## PROVIDED RECORDS
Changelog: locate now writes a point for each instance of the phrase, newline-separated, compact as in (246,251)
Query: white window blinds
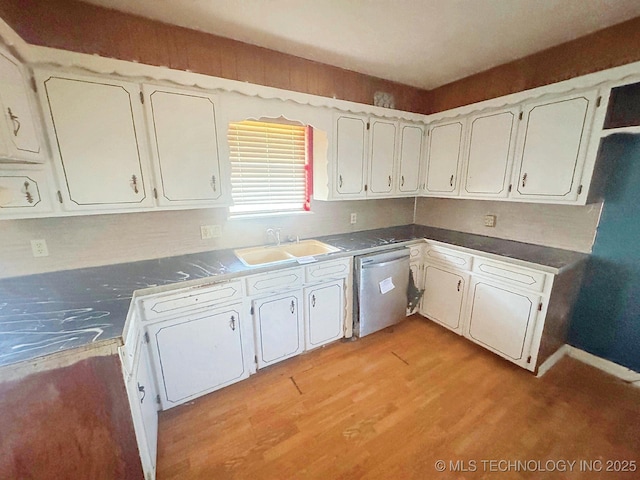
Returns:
(268,167)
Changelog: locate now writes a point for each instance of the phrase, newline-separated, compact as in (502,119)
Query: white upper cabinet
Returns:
(351,156)
(184,146)
(490,154)
(97,135)
(552,147)
(381,162)
(446,142)
(19,139)
(409,159)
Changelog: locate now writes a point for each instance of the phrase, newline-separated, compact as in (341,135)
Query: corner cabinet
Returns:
(184,147)
(444,157)
(19,134)
(552,147)
(96,129)
(198,353)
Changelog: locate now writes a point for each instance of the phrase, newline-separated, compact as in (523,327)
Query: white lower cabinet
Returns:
(324,313)
(198,353)
(278,327)
(443,299)
(502,319)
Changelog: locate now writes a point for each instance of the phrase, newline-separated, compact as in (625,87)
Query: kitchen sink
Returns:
(282,253)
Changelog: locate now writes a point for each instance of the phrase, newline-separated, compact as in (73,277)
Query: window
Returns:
(270,167)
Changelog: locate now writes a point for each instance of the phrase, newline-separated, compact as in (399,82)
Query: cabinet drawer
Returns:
(207,295)
(328,270)
(415,251)
(515,275)
(445,256)
(274,281)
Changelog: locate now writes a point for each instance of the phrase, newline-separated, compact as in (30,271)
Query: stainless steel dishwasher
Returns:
(381,292)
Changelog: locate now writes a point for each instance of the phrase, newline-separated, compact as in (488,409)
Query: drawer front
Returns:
(450,258)
(168,304)
(271,282)
(512,274)
(328,270)
(415,251)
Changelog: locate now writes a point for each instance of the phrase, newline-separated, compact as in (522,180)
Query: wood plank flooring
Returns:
(390,405)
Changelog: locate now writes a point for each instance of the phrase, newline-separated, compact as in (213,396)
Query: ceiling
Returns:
(423,43)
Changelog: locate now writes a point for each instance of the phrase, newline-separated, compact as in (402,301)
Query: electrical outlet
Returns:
(39,248)
(210,231)
(489,220)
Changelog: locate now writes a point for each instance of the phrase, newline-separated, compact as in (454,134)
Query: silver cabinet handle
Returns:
(134,183)
(141,390)
(27,193)
(15,121)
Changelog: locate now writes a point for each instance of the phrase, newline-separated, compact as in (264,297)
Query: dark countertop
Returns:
(51,312)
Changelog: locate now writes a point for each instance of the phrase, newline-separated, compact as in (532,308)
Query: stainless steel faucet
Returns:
(274,233)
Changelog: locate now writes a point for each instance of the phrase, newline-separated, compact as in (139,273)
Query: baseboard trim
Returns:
(623,373)
(552,360)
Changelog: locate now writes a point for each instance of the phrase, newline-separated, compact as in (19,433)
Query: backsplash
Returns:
(84,241)
(560,226)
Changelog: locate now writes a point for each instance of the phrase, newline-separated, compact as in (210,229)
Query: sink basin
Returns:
(283,253)
(308,248)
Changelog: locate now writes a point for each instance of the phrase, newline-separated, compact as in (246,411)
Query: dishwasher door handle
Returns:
(384,264)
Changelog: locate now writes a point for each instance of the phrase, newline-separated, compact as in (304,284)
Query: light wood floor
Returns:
(390,405)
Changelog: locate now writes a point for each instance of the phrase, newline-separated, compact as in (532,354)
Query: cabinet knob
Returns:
(15,121)
(134,183)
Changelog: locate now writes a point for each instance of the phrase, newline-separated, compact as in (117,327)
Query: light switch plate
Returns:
(489,220)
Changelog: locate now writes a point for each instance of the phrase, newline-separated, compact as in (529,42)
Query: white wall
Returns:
(560,226)
(76,242)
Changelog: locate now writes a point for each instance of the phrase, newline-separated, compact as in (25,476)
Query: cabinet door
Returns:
(444,292)
(96,130)
(278,327)
(382,157)
(23,191)
(21,133)
(443,162)
(409,159)
(324,313)
(490,154)
(552,147)
(144,410)
(351,165)
(184,146)
(197,354)
(502,319)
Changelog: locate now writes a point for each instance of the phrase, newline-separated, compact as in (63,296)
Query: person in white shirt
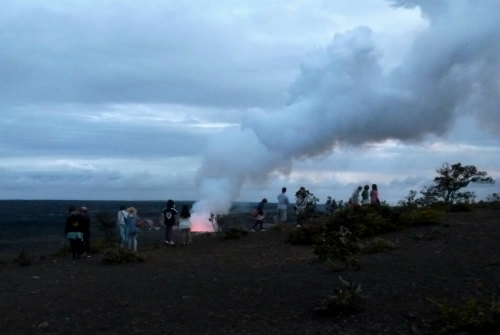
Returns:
(121,224)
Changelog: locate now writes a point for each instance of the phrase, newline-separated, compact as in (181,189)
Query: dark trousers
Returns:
(86,243)
(168,233)
(76,248)
(259,223)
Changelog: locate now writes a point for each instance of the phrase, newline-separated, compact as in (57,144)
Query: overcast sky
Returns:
(231,100)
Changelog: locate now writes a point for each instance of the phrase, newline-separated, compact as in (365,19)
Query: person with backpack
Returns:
(259,218)
(169,218)
(73,231)
(374,200)
(365,195)
(132,230)
(122,226)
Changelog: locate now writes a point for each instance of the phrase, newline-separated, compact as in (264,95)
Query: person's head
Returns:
(184,210)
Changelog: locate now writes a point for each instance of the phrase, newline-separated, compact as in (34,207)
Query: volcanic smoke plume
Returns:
(343,95)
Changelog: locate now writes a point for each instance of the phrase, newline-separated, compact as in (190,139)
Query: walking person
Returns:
(283,203)
(121,224)
(259,219)
(73,231)
(169,217)
(374,200)
(86,230)
(185,225)
(132,230)
(300,205)
(354,200)
(365,195)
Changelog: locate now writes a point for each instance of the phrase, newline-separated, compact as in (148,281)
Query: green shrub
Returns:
(307,234)
(341,302)
(471,318)
(341,244)
(24,259)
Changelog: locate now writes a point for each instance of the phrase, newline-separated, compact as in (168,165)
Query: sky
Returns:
(231,100)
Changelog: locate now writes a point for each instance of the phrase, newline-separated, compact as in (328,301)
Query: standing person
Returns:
(169,216)
(86,230)
(374,200)
(283,203)
(131,221)
(329,205)
(365,195)
(259,219)
(354,200)
(185,225)
(300,205)
(121,224)
(73,230)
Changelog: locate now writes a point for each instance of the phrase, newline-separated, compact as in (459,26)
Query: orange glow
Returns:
(200,223)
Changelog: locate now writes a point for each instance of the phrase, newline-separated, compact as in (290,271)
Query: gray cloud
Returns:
(343,95)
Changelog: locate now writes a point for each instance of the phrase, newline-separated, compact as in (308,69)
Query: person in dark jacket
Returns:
(259,219)
(169,217)
(73,231)
(86,230)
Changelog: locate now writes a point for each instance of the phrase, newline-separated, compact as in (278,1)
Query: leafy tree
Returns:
(450,180)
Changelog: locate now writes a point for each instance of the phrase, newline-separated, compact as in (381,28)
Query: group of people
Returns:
(127,223)
(282,207)
(367,197)
(77,231)
(77,227)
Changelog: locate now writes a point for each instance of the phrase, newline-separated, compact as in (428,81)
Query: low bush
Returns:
(343,301)
(24,259)
(307,234)
(470,318)
(341,244)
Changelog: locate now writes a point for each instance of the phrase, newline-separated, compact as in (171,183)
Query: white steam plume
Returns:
(344,96)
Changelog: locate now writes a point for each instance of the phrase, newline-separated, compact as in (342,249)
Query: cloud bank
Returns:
(345,96)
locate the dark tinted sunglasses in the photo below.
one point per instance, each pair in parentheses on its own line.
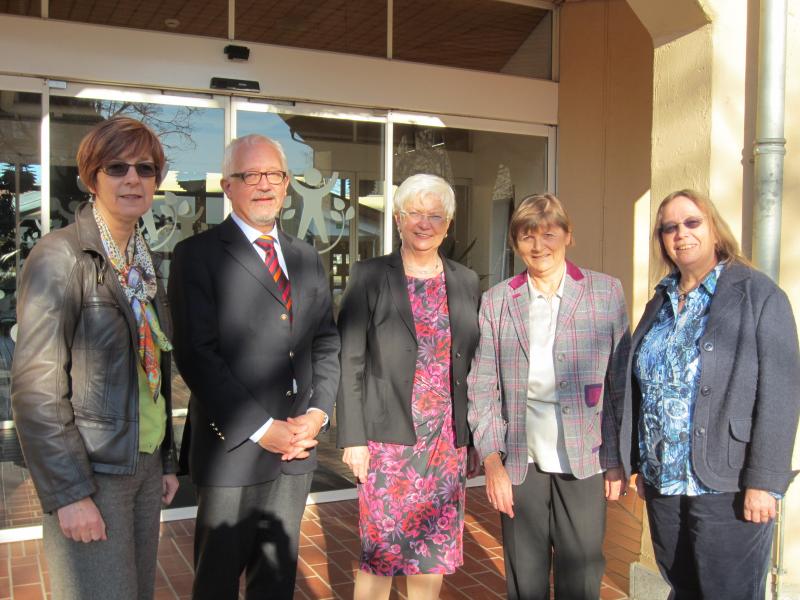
(690,223)
(120,169)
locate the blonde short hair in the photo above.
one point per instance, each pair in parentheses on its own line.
(423,184)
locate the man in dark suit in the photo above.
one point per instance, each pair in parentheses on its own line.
(256,343)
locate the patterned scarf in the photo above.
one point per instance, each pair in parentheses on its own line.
(137,276)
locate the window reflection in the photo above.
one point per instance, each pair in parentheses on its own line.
(20,228)
(490,174)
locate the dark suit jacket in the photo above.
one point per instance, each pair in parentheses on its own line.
(745,414)
(379,351)
(238,352)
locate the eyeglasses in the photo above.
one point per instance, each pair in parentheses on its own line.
(416,217)
(120,169)
(254,177)
(690,223)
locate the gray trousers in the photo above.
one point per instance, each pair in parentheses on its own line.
(255,529)
(559,516)
(124,566)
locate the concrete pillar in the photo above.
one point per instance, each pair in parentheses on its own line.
(704,84)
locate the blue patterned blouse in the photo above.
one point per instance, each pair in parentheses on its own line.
(667,367)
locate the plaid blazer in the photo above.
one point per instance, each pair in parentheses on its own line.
(591,347)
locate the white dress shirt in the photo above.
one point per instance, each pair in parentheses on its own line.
(252,234)
(544,429)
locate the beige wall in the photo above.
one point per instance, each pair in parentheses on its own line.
(657,96)
(705,75)
(604,113)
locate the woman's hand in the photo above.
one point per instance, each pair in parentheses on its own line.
(640,485)
(614,483)
(759,506)
(473,462)
(498,485)
(357,458)
(81,521)
(169,487)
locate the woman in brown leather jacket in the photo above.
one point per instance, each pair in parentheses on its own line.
(91,376)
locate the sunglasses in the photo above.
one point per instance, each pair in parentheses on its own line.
(690,223)
(120,169)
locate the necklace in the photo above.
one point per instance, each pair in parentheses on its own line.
(421,270)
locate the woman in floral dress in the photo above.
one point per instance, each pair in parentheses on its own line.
(409,329)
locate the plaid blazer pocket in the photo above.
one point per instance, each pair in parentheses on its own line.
(592,394)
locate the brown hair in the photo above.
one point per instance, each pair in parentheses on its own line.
(725,245)
(115,138)
(538,210)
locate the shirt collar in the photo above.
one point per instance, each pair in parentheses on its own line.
(251,233)
(535,292)
(709,283)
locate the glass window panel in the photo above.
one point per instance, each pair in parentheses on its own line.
(490,174)
(336,203)
(353,26)
(20,228)
(30,8)
(485,35)
(209,17)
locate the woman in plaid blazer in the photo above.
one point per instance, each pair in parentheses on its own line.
(545,393)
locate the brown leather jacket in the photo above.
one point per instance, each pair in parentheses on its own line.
(75,388)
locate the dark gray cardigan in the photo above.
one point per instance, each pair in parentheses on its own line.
(748,399)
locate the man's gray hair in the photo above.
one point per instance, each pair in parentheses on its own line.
(250,140)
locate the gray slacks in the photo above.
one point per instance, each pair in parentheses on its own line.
(559,516)
(124,566)
(255,529)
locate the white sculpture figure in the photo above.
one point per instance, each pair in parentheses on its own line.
(312,194)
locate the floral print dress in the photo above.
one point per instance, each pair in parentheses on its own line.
(412,504)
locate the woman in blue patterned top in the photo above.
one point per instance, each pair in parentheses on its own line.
(712,407)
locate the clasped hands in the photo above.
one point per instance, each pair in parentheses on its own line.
(294,437)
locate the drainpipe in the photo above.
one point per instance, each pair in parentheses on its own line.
(769,147)
(768,152)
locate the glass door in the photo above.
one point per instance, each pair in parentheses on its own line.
(491,165)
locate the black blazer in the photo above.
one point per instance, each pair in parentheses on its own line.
(746,411)
(379,351)
(238,351)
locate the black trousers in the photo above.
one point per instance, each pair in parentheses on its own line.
(705,549)
(255,529)
(561,517)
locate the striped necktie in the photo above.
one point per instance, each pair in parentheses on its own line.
(267,244)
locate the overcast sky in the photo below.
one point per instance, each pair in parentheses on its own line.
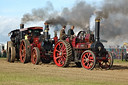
(11,12)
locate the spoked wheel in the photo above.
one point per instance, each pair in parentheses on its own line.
(62,53)
(88,60)
(25,51)
(46,59)
(11,53)
(35,55)
(107,64)
(78,64)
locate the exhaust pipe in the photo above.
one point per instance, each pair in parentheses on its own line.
(21,26)
(97,30)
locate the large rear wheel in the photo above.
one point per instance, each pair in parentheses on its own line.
(62,53)
(25,51)
(35,55)
(88,60)
(108,63)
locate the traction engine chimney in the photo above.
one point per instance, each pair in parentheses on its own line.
(97,30)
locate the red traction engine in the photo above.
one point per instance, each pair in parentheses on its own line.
(84,50)
(37,46)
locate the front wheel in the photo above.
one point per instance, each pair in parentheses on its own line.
(62,53)
(88,60)
(108,63)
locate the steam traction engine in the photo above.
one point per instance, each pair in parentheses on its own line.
(83,50)
(33,45)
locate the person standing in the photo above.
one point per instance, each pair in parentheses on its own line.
(71,32)
(62,33)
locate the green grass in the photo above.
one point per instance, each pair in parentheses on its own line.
(22,74)
(27,79)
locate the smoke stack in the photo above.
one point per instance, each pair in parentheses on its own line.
(21,26)
(97,30)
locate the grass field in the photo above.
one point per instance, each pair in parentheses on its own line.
(49,74)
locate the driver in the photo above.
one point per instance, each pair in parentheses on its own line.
(71,33)
(62,33)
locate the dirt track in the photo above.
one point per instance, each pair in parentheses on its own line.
(50,74)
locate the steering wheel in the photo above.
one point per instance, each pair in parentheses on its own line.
(81,34)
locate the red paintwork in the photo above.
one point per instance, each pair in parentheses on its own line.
(36,43)
(78,43)
(87,60)
(55,39)
(59,54)
(37,28)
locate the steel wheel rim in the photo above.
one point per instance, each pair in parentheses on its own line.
(34,56)
(60,54)
(22,52)
(87,60)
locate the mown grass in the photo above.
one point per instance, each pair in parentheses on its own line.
(27,79)
(27,74)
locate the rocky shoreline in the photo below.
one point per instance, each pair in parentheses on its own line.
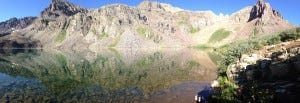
(273,73)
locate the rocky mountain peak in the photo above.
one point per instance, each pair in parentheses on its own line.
(61,8)
(263,10)
(151,5)
(13,24)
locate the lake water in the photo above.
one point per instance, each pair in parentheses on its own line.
(108,76)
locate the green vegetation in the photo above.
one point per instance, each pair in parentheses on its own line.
(227,94)
(194,30)
(202,46)
(214,57)
(61,36)
(219,35)
(233,51)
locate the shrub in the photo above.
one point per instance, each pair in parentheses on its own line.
(219,35)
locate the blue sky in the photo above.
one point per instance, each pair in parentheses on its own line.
(290,9)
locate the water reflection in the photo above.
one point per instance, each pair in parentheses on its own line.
(125,75)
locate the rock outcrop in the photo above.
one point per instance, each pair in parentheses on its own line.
(274,69)
(14,24)
(60,8)
(149,25)
(263,20)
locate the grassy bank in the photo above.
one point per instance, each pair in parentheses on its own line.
(233,51)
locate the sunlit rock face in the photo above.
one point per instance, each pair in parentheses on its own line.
(64,25)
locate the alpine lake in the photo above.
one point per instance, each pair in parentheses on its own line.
(106,76)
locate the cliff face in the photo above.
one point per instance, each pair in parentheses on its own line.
(14,24)
(151,24)
(263,19)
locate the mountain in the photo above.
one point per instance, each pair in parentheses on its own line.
(149,25)
(15,24)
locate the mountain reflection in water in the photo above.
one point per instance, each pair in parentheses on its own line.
(125,75)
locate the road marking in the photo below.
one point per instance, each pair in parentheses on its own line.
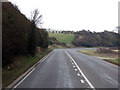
(75,69)
(82,81)
(24,78)
(32,70)
(78,74)
(80,70)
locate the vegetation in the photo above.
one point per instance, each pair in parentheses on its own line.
(20,35)
(23,42)
(19,66)
(104,55)
(63,38)
(93,39)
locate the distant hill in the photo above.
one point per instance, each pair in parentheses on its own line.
(92,39)
(63,38)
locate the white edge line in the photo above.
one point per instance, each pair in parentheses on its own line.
(24,78)
(80,71)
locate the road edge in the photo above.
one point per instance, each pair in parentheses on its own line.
(15,82)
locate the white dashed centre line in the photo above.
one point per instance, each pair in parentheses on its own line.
(74,66)
(90,84)
(78,74)
(75,69)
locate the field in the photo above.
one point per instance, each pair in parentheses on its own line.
(64,38)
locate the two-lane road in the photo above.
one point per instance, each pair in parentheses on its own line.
(66,68)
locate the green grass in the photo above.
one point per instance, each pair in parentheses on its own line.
(64,38)
(19,66)
(92,53)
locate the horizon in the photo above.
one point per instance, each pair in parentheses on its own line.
(94,16)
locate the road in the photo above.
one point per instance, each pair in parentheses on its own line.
(67,68)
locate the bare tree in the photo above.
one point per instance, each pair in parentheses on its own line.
(36,18)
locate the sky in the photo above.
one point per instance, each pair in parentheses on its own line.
(93,15)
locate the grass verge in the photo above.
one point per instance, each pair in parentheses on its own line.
(64,38)
(19,66)
(92,53)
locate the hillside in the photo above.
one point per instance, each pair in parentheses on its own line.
(64,38)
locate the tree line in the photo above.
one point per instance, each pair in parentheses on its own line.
(20,36)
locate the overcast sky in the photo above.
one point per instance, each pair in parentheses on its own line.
(93,15)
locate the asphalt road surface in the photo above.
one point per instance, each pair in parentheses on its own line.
(67,68)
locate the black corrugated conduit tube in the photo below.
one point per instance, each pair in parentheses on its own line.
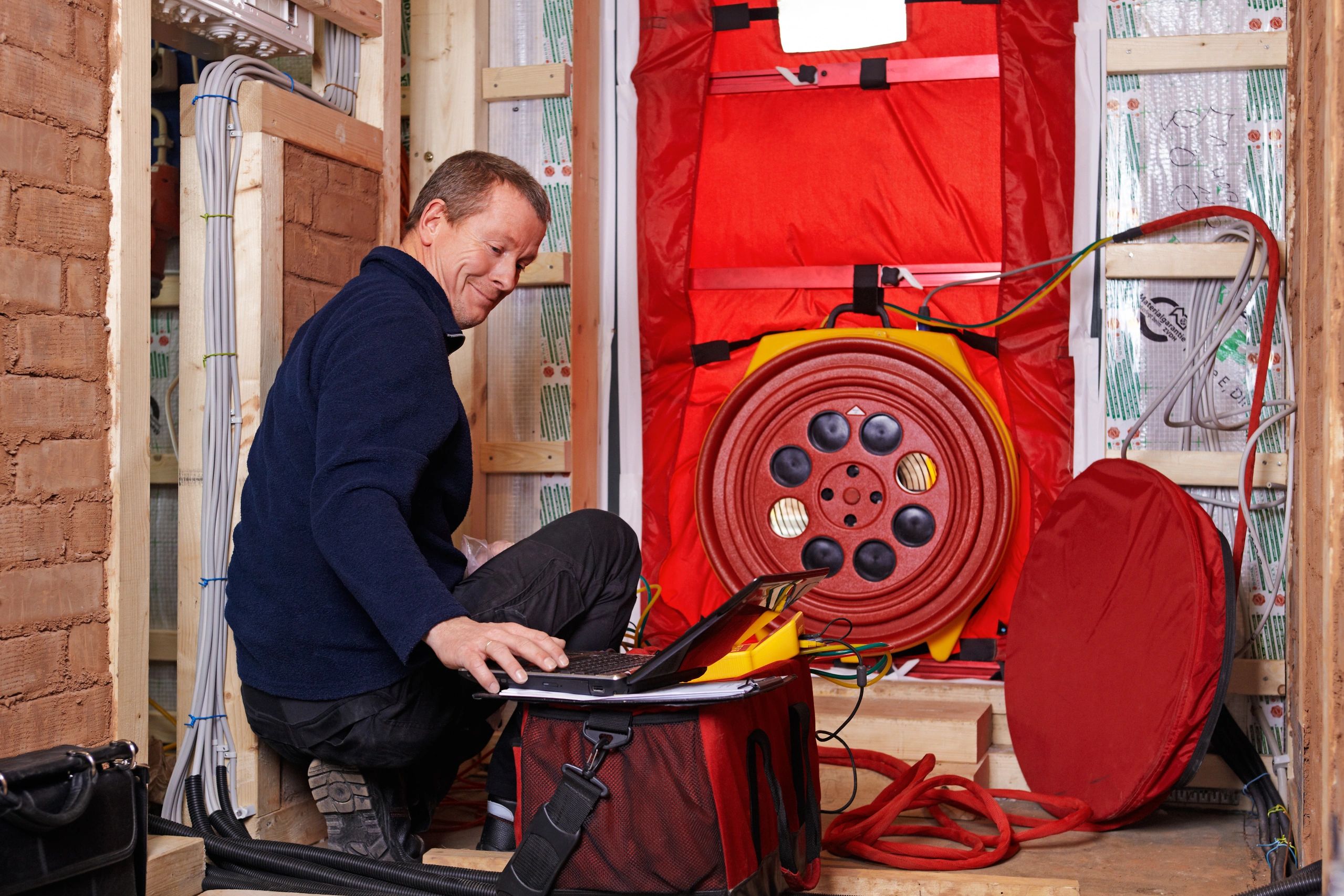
(371,875)
(227,821)
(1306,880)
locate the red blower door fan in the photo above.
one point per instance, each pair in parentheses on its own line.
(874,453)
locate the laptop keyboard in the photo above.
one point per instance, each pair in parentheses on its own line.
(597,664)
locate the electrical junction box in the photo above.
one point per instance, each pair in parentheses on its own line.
(258,28)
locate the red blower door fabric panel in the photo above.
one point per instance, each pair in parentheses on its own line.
(920,172)
(1119,644)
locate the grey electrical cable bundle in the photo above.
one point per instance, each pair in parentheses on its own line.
(207,742)
(340,54)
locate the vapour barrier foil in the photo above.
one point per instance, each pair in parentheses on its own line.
(1182,141)
(528,336)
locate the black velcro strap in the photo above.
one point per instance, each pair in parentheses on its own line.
(551,837)
(873,74)
(734,16)
(867,289)
(721,350)
(979,341)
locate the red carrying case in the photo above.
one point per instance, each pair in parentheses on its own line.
(714,798)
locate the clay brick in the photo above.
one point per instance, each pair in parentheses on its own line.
(366,184)
(347,217)
(299,202)
(39,406)
(61,466)
(62,221)
(68,93)
(92,41)
(81,718)
(88,530)
(87,290)
(90,164)
(89,651)
(30,534)
(29,281)
(6,209)
(32,664)
(46,594)
(32,148)
(46,27)
(61,346)
(340,176)
(314,256)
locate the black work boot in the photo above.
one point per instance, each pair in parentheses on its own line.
(498,832)
(361,812)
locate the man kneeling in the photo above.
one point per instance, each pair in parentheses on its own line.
(347,598)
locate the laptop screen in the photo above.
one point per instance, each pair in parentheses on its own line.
(714,636)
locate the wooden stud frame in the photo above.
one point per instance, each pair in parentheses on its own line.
(128,371)
(1316,616)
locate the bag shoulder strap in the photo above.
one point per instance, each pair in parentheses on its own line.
(554,832)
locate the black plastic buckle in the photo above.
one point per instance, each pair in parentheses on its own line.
(608,741)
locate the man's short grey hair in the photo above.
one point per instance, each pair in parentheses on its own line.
(464,182)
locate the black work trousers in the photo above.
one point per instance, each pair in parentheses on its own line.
(574,579)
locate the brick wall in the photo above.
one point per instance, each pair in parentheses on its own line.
(54,491)
(331,222)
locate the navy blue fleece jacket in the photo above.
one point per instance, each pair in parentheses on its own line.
(361,472)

## EXERCISE
Your task is to output exactly the lines running from the one with "locate the red carrying" through the final line of the material above, with both ends included.

## TASK RESULT
locate the red carrying case in the photo above.
one point per instance, each pair in parentheses on its own line.
(714,798)
locate the clay brick in the photo above.
one point per instance, each pair in parentheses on its own line.
(366,184)
(347,217)
(299,202)
(39,406)
(61,466)
(62,221)
(68,93)
(92,41)
(81,718)
(88,530)
(87,290)
(90,164)
(89,651)
(30,534)
(29,281)
(6,209)
(32,664)
(46,594)
(32,148)
(46,27)
(61,346)
(340,176)
(314,256)
locate the black work boot in the photo above.
one point per instance, each pair in parentheses on its own line.
(498,832)
(361,812)
locate the man kneeling in the photo above.
one point per instance, each pair in parentheses on its own line.
(347,598)
locate the laptop screen in the photo above.
one point per instance, each pair in parentheses on its own line.
(714,636)
locate the wooden stud frame in the photo above.
one point per instance, each pair in parentheses on its own line.
(128,371)
(1316,616)
locate the bag shoulder strap in the photo above.
one point per instance, each pair in parentheses on its own line.
(554,832)
locate the black plastic buckle in the photo above.
one point per instance, each pair in parentheses on its own line.
(608,741)
locate the man's short grey hair in the photo above.
one point per instance, each pair in parentheses on its own line.
(464,182)
locate the black work trousers in the photo above.
one point per instance, each pair in parentheses on its own line.
(574,579)
locate the brick wall in the photo above.
one point per instance, each pair in parentheses on its own line.
(54,491)
(331,222)
locate the navy blue fleece jacket in the photo above.
one point per instance, each pair in parentheses on its own line.
(361,472)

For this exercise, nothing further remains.